══ Trecho do texto ══

Lectio Divina- Leitura Orante

LEITURA ORANTE: DADOS HISTÓRICOS E METODOLÓGICOS

1. TERMINOLOGIA:
A expressão Leitura Orante (Lectio Divina), significa : leitura divina, leitura orante, leitura lenta e atenta da Palavra de Deus. É uma maneira orante de fazer a Leitura da Bíblia ou de outros textos sagrados dialogando com Deus a partir de sua Palavra. A Leitura Orante da Bíblia para ser bem feita, exige atenção, disciplina, assiduidade, humildade, gratuidade e prontidão para acatar os ensinamentos divinos. E ainda, atenção ao método proposto (leitura, meditação, oração e contemplação).

═══
══ Dados ══

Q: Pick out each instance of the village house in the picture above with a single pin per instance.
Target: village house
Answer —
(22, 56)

═══

**Requisitos**
A. De acordo com o texto sobre a Leitura Orante, quais são as etapas do método proposto?
B. Reescreva o trecho do texto sobre a Leitura Orante de "Lectio Divina- Leitura" até "oração e contemplação).", substituindo "disciplina" por "dedicação".
C. Por favor, dê sequência ao texto sobre a Leitura Orante, começando logo após a última frase apresentada.

**Respostas finais**
A. Leitura, meditação, oração e contemplação.

B.
Lectio Divina- Leitura Orante

LEITURA ORANTE: DADOS HISTÓRICOS E METODOLÓGICOS

1. TERMINOLOGIA:
A expressão Leitura Orante (Lectio Divina), significa : leitura divina, leitura orante, leitura lenta e atenta da Palavra de Deus. É uma maneira orante de fazer a Leitura da Bíblia ou de outros textos sagrados dialogando com Deus a partir de sua Palavra. A Leitura Orante da Bíblia para ser bem feita, exige atenção, dedicação, assiduidade, humildade, gratuidade e prontidão para acatar os ensinamentos divinos. E ainda, atenção ao método proposto (leitura, meditação, oração e contemplação).

C.
É colocar-se a disposição de Deus: “Fala Senhor que teu servo escuta”. (1 Sm 3,10).“Faça-se em mim segundo a tua Palavra”. (Lc1,38).

1.1 CONHECENDO A HISTÓRIA
Já os judeus entendiam que a Escritura Sagrada-Torah era a presença de Deus no mundo e que deveria ser experimentada pela oração, meditação e contemplação (Ne 8,1-12), pois é através da meditação que o povo descobre a vontade de Deus em seu dia-a-dia. (Js 1,8; Sl 1,2).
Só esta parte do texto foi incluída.